= Problem requirements =
Would you pull out every line of the material that contains the string "crouching"?

= Records provided =
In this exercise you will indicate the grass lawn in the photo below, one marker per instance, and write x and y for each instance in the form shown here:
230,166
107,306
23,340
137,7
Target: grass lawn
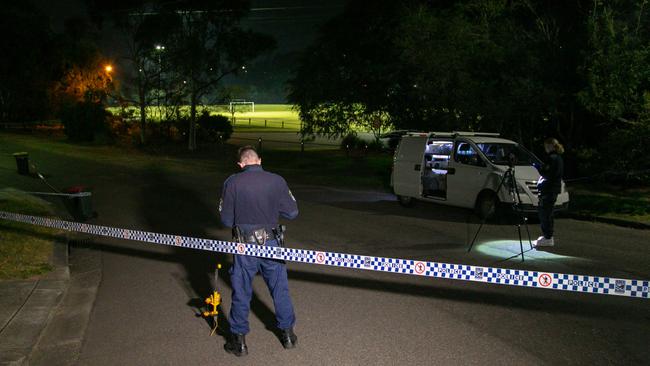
319,167
25,249
611,202
313,167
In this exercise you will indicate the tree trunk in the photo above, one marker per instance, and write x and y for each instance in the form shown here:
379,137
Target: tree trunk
192,130
143,115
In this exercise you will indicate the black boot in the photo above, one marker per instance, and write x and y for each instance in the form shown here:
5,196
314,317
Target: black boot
236,345
288,338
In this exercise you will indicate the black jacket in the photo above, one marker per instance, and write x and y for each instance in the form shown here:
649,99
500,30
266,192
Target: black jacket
255,199
551,171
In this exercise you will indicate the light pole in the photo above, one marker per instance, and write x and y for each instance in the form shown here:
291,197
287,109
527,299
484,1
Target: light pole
159,50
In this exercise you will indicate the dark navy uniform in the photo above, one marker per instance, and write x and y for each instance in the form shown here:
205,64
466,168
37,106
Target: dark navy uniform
549,186
251,200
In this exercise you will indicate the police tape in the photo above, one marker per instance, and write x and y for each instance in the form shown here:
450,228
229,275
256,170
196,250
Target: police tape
498,276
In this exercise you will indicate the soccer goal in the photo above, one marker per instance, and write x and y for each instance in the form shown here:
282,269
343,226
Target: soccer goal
240,102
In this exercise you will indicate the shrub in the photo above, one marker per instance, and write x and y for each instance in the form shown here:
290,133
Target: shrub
211,127
84,121
351,141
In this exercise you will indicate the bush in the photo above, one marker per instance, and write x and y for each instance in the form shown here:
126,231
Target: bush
211,127
84,121
351,142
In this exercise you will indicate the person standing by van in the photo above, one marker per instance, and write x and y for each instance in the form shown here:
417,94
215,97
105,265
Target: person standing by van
549,186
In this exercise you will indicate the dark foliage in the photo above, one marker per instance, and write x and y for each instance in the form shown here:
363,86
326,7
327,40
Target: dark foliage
214,128
84,121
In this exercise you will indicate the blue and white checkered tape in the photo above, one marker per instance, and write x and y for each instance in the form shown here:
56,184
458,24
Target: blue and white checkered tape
500,276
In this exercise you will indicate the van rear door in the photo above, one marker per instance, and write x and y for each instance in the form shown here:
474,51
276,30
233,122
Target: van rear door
407,169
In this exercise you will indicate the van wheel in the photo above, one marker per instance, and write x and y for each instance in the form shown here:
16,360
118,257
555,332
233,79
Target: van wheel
486,205
405,201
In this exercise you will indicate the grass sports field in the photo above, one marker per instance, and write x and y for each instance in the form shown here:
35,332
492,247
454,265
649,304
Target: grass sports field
270,116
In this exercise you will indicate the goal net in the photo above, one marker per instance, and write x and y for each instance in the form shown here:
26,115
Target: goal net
241,105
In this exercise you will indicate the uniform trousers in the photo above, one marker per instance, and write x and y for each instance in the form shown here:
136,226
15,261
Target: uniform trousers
274,273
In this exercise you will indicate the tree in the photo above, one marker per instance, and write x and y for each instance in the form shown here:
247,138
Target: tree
348,76
206,44
28,65
85,72
478,65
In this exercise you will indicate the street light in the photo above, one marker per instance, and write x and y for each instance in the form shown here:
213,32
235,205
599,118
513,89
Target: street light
160,49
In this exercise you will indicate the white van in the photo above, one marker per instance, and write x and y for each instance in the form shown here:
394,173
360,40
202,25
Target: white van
464,169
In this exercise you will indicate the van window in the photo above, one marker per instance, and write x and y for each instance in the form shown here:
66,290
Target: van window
504,153
466,154
437,153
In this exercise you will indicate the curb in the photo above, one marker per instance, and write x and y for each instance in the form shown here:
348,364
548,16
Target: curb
22,332
61,340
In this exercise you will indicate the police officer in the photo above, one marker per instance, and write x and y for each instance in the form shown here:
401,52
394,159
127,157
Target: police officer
251,204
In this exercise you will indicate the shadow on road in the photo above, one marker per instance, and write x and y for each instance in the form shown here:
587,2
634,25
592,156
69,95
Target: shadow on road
609,307
420,210
170,207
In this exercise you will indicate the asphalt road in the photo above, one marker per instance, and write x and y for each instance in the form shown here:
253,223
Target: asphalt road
146,309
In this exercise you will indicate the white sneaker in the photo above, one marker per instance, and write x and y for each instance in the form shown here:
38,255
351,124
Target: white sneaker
543,242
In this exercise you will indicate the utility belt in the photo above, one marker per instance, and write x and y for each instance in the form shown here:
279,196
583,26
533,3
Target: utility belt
260,236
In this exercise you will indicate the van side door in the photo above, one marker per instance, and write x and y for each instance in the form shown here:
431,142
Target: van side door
407,167
467,174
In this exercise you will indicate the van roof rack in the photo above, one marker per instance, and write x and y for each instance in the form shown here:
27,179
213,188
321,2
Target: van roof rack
454,134
465,133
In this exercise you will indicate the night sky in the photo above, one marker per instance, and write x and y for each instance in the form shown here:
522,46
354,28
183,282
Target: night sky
293,23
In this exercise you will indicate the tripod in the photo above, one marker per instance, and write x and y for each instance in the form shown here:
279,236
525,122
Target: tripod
508,180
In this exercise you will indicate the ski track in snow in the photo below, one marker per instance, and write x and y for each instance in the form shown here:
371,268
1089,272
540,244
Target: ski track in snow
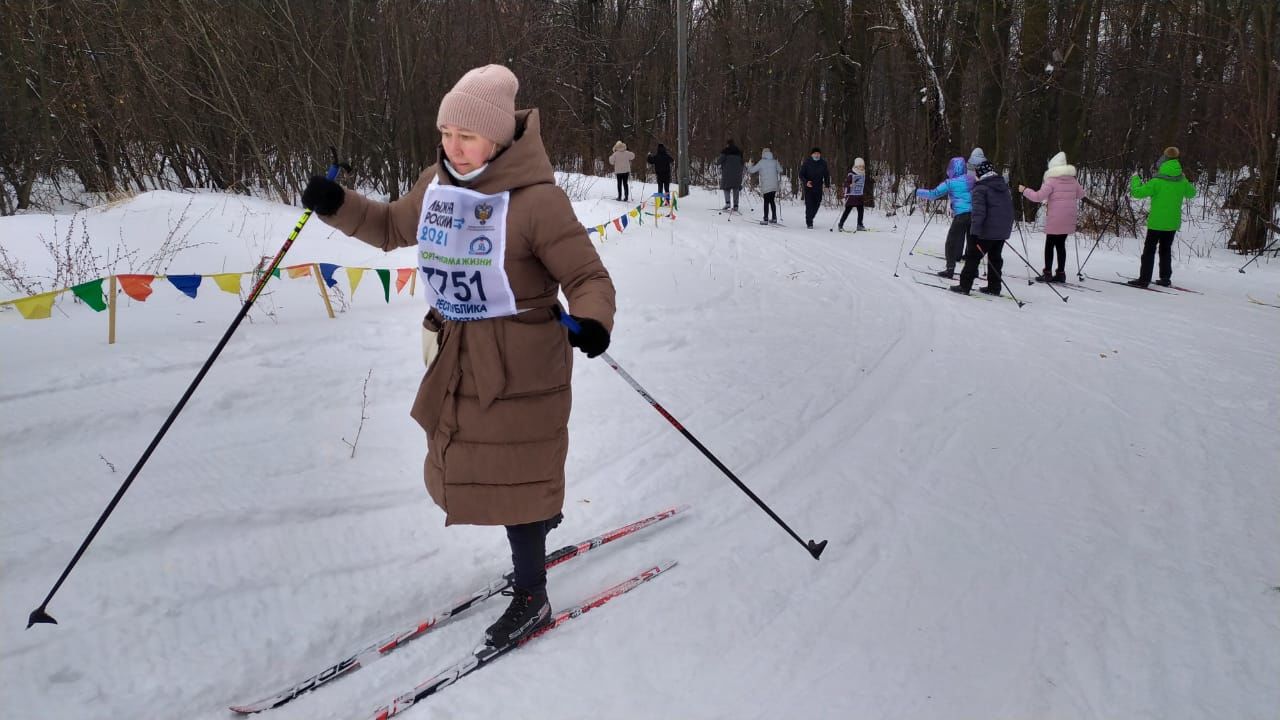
1059,510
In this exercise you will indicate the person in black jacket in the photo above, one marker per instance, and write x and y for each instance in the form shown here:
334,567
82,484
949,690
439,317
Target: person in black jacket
991,222
816,178
662,162
731,173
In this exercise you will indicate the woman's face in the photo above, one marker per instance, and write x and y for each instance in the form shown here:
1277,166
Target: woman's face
465,149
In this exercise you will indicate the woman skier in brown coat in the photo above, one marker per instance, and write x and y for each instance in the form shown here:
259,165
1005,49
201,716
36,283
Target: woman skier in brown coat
497,242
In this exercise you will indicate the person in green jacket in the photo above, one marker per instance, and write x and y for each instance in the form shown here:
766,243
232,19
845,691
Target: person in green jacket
1166,192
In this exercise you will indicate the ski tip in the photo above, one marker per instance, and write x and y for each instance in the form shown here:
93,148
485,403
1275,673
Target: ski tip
40,618
816,548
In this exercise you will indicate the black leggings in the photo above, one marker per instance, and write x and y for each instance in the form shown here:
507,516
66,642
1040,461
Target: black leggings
992,249
1055,242
1164,242
848,208
529,552
771,205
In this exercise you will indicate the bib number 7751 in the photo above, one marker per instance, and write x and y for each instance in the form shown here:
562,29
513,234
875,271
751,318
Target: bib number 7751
461,286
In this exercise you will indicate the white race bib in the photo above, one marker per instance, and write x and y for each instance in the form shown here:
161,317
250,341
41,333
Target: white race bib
461,246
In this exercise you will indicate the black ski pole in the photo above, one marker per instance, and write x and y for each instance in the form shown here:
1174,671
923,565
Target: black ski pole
1261,253
903,242
40,614
1111,215
813,547
1002,281
1079,270
1063,297
927,220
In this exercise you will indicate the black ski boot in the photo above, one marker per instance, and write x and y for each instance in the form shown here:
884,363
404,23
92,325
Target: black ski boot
528,611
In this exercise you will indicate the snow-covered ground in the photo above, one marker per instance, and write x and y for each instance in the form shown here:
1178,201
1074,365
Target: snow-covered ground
1064,510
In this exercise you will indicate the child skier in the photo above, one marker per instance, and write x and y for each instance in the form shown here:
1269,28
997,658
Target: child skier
992,222
771,178
1166,192
959,187
855,183
621,162
1059,192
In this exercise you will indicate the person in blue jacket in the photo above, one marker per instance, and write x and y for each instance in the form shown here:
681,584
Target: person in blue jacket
959,187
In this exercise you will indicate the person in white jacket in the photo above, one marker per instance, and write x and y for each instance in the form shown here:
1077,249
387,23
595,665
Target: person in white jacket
621,162
771,178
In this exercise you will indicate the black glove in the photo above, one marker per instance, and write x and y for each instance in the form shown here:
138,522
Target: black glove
323,195
593,338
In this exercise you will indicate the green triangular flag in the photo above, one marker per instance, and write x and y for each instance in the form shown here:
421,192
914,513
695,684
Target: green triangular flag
385,276
91,294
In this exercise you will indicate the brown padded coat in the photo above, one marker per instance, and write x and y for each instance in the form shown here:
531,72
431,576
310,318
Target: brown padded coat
496,400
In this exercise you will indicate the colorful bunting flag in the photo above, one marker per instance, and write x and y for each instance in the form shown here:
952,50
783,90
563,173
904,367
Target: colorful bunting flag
137,287
91,294
327,270
385,277
37,306
353,277
229,282
188,285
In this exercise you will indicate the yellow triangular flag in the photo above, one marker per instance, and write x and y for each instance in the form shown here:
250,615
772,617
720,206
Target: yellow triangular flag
353,277
229,282
37,306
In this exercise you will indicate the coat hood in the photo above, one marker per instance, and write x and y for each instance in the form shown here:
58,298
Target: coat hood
521,164
1057,167
1170,169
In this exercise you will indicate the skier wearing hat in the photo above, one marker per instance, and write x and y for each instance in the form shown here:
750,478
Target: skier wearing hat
992,222
497,244
816,178
1168,191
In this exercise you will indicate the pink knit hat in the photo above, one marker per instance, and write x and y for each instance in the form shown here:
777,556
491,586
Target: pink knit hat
484,103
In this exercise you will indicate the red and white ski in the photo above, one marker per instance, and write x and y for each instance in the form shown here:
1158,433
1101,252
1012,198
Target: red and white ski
393,641
485,655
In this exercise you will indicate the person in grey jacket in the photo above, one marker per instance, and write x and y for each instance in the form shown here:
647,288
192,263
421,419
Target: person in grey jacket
990,226
771,178
731,173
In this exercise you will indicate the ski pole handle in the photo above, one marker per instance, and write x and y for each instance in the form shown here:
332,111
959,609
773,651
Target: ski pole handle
334,165
568,322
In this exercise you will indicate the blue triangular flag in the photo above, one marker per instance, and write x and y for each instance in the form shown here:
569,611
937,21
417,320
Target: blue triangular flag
327,270
188,285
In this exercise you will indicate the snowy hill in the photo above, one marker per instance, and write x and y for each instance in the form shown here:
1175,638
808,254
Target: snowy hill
1060,510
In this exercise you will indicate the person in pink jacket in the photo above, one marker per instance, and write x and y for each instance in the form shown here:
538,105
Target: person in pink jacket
1060,194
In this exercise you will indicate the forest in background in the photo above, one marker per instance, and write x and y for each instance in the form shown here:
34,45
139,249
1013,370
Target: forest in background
118,96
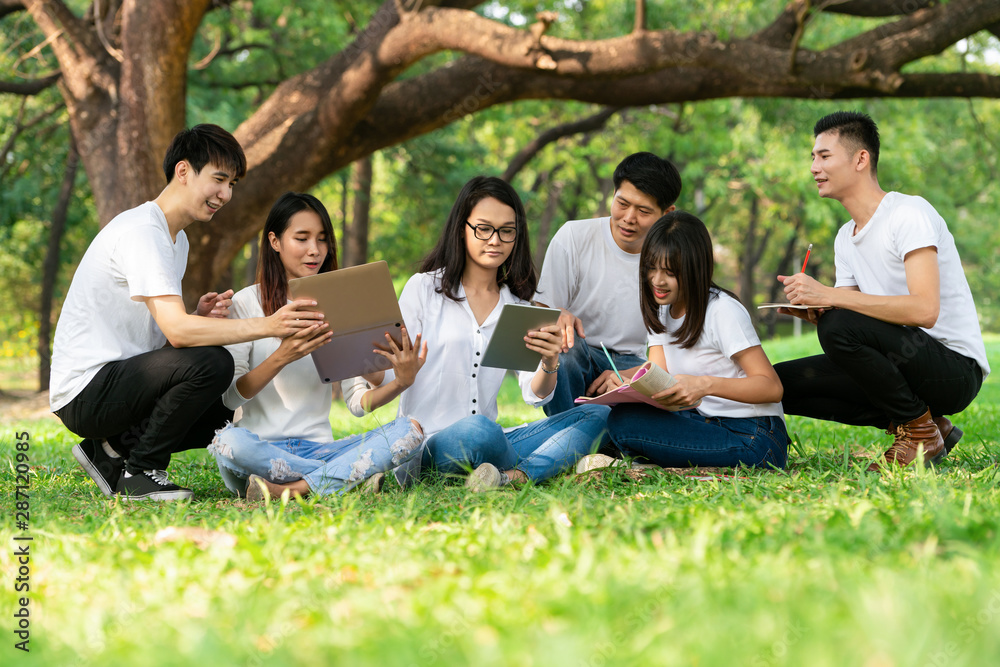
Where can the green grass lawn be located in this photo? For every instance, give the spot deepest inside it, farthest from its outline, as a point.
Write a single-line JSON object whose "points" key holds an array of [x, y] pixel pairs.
{"points": [[822, 565]]}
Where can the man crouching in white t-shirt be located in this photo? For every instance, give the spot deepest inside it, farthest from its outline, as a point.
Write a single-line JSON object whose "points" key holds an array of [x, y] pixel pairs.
{"points": [[133, 373], [903, 346], [591, 272]]}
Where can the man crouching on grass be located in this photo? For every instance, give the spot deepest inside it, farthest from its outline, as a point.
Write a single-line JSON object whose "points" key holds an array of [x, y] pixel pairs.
{"points": [[902, 344], [132, 373]]}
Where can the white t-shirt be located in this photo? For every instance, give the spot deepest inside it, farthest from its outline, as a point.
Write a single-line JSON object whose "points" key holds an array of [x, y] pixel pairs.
{"points": [[872, 261], [728, 331], [296, 403], [452, 384], [586, 273], [104, 318]]}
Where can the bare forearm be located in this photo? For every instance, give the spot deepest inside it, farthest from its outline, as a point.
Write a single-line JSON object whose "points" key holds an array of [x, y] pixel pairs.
{"points": [[196, 331], [253, 381], [379, 396], [907, 309], [543, 383]]}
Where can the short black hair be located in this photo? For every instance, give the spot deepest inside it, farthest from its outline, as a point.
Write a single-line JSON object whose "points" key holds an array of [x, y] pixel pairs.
{"points": [[204, 144], [856, 130], [651, 175]]}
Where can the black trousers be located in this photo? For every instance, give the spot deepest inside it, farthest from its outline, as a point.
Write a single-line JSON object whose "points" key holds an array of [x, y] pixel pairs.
{"points": [[154, 404], [873, 373]]}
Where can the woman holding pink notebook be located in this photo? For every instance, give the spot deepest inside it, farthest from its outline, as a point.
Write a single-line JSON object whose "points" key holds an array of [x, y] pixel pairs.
{"points": [[703, 336]]}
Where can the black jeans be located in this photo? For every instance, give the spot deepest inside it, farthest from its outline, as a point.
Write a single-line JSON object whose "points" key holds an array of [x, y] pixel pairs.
{"points": [[874, 373], [154, 404]]}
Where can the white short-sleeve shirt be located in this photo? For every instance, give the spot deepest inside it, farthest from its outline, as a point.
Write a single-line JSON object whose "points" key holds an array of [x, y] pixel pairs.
{"points": [[295, 404], [872, 261], [728, 331], [586, 273], [453, 384], [104, 318]]}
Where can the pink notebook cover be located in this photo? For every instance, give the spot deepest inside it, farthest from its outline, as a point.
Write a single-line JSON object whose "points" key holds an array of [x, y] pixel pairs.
{"points": [[623, 394], [626, 394]]}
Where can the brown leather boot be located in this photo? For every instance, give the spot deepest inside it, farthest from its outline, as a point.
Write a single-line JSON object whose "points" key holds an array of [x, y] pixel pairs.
{"points": [[950, 433], [919, 433]]}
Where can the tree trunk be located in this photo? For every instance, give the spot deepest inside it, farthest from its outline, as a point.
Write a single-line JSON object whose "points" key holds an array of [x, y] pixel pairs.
{"points": [[554, 189], [50, 267], [356, 234]]}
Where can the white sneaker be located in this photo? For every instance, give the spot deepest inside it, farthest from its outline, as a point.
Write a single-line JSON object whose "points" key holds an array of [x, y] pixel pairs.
{"points": [[486, 477], [596, 462], [373, 484]]}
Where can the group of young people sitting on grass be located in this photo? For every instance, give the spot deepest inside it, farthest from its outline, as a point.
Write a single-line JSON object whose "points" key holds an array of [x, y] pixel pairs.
{"points": [[139, 378]]}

= Answer section =
Where can the man crouching in white t-shirt be located in this photo? For every instance, give the spot deepest inside it, farthest from its outline, as a point.
Where can the man crouching on grass be located in this photo? For every instance, give the spot deepest inside it, farthest from its outline, as a point.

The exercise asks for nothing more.